Contour labeling entries
#####

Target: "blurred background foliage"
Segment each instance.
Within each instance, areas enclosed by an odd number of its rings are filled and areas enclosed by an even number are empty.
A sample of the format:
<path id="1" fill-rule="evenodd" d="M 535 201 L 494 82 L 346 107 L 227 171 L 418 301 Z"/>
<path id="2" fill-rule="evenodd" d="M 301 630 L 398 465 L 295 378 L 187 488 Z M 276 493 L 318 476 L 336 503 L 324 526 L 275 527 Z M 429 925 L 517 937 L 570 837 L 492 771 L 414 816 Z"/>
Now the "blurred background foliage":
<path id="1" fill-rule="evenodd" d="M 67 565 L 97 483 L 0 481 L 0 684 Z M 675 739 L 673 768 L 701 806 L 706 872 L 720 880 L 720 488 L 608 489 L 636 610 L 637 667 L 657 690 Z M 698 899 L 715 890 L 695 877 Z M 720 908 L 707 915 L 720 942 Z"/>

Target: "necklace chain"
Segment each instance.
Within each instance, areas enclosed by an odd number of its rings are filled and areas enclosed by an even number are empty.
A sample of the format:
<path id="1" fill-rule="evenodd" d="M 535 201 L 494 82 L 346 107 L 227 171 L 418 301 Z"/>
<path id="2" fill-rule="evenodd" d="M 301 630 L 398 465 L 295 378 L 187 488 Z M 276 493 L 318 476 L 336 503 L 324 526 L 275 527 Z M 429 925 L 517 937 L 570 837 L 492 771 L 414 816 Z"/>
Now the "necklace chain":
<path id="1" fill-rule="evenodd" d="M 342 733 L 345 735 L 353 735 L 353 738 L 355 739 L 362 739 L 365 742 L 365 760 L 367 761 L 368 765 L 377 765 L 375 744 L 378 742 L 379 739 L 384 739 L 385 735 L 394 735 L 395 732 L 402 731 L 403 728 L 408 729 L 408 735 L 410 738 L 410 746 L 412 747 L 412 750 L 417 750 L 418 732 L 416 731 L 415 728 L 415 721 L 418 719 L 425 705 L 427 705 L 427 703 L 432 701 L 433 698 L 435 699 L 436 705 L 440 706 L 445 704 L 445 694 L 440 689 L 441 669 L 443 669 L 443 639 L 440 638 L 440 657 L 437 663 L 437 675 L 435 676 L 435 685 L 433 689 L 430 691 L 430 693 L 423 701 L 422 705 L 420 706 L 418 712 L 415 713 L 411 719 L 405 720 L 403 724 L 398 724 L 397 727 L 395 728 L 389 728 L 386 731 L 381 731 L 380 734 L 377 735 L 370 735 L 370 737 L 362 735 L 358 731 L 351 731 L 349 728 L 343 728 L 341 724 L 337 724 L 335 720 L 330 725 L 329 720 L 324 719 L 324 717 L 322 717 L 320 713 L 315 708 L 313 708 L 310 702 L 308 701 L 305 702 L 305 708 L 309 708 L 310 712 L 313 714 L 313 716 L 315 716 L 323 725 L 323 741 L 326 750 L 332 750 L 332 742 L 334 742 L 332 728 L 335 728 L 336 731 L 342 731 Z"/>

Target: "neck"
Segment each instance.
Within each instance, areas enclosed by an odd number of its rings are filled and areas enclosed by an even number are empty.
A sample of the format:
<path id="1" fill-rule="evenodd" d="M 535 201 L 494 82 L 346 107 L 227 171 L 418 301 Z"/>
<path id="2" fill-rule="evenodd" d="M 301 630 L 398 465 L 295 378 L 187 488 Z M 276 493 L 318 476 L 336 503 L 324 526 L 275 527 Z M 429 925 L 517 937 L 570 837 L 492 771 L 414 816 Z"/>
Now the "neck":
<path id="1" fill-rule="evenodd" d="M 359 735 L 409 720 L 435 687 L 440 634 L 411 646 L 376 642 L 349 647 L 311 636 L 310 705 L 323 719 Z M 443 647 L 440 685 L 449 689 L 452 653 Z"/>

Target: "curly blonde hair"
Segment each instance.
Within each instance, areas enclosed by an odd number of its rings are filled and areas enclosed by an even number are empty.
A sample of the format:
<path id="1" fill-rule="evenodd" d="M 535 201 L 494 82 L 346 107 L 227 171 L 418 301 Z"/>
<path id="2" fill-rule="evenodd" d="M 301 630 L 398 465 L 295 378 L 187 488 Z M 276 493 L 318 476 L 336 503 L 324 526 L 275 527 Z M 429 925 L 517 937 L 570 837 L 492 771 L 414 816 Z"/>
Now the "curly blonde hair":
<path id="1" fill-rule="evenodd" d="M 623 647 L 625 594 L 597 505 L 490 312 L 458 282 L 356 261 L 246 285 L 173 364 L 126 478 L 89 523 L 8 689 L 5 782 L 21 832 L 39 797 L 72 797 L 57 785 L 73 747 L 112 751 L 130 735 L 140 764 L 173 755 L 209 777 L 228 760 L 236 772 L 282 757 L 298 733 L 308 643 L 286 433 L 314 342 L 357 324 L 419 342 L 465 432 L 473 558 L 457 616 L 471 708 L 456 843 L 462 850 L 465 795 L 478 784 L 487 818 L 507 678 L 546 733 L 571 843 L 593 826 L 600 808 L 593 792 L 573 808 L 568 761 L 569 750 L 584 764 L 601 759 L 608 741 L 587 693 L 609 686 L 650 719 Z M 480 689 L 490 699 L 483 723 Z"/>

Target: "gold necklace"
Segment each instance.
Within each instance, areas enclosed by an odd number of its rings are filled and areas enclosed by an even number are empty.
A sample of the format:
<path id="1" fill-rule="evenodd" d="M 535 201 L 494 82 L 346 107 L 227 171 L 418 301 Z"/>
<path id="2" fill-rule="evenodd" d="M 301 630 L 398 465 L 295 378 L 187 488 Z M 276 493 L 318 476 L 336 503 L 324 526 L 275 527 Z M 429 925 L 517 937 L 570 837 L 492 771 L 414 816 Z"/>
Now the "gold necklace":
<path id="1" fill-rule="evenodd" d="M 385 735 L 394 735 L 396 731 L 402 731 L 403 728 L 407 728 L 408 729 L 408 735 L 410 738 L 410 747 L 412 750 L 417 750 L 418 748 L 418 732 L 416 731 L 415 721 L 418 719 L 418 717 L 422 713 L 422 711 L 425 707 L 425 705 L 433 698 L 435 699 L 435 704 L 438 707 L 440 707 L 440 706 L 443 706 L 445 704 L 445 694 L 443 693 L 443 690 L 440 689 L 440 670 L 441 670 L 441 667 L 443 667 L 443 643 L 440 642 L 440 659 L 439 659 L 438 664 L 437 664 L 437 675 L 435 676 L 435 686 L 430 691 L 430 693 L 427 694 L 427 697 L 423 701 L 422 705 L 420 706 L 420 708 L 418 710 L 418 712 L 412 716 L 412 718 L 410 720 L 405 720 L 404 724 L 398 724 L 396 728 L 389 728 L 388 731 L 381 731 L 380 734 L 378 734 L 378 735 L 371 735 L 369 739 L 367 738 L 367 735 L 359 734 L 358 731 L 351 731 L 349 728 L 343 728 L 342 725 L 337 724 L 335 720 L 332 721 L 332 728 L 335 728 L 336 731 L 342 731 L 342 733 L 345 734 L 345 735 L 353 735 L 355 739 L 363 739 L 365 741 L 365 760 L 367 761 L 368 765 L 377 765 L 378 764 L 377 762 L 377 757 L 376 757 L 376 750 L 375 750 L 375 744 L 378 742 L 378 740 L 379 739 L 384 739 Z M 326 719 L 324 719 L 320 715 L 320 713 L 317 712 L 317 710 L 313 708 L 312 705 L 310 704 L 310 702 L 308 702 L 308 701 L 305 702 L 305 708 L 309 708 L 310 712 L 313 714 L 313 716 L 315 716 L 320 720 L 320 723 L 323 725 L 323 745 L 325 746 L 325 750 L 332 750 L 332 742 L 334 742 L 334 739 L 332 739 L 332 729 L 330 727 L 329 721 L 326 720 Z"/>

#####

=== Description of the task ===
Count how many lines of the data contain the string "chain". Case matters, so only matches with the same capitalization count.

=== Exercise solution ===
2